Source extract:
---
Ottawa's 13-stop, 12.5-kilometre Confederation Line has been under construction for more than six years and missed four deadlines.
More than 50 years ago, the City of Montreal managed to build a complex, 26-stop subway system — including a connection below the St. Lawrence River — in less than five years, on time and on budget.
So how was Montreal able to pull off a project twice the size, and do it in less time?
1. Keeping deadlines
The City of Montreal designed and built its $213-million Metro with an eye on Expo 67, and in a 1963 interview then mayor Jean Drapeau promised the rubber-tired subway would be ready in time and on budget.
Drapeau delivered, and the Metro opened in 1966.
Ottawa Mayor Jim Watson made no such promises. However, he had originally hoped to have the above-ground portion of the Confederation Line completed by Canada Day 2017, and for the trains to be up and running by the following spring.
The Rideau Street sinkhole put a wrench in those plans.
2. Different safety standards
According to Benoît Clairoux, the Montreal Transit Corporation's unofficial historian, 70 per cent of the Metro's tunnels were blasted through the rock using explosives. The rest involved ripping up streets or vacant lots.
Ottawa's $2.1-billion system is less disruptive, at least on the surface: its 2.5-kilometre tunnel was dug entirely with three subterranean boring machines.
The Montreal project was also marred by a series of serious construction accidents, claiming the lives of 12 workers before the first trains ran.
With more stringent safety standards, the Confederation Line project has seen a few injuries, but no fatalities.
"We want to ensure that during construction and after, we always have something safe and reliable," said OC Transpo spokesperson André Brisebois.
3. Different technology
You might assume that as technology advances, the length of time it takes to complete such major infrastructure projects shrinks. But you'd be wrong.
---
Data provided:
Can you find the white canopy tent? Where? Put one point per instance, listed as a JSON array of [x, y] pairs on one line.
---
What to work on:
1 - In the comparison of Ottawa's Confederation Line and Montreal's Metro, how many workers were killed in construction accidents on the Montreal project before the first trains ran?
2 - Continue the comparison of Ottawa's Confederation Line and Montreal's Metro from where it stops.

Answers to each task:
1 - Twelve workers.

2 -
According to Brisebois, the Confederation Line is a much more sophisticated system than the Montreal Metro when it was first introduced.
In 1966, human operators controlled the Metro trains. When Ottawa's LRT system finally opens its doors to passengers, human operators will still be in the driver's seat, but machines will be running the system.
Everything is computerized, but that takes more time to develop, install and to test. OC Transpo said it doesn't want to compromise the safety and efficiency of its LRT network.
4. Public vs. private
From beginning to end, the City of Montreal was the prime contractor on its Metro project. Ottawa hired a private consortium, Rideau Transit Group (RTG).
University of Ottawa law professor Gilles LeVasseur said there's an assumption the private sector is more effective at managing projects and reducing costs, but that's not always the case.
Just ask the City of Ottawa.
"We trust the private sector because the private sector makes promises, with delivery and deadlines that seem very attractive. The problem is that they're often not able to meet the requirements, and are always asking for delays," LeVasseur said in French.
The latest deadline for Ottawa's light rail project is now August.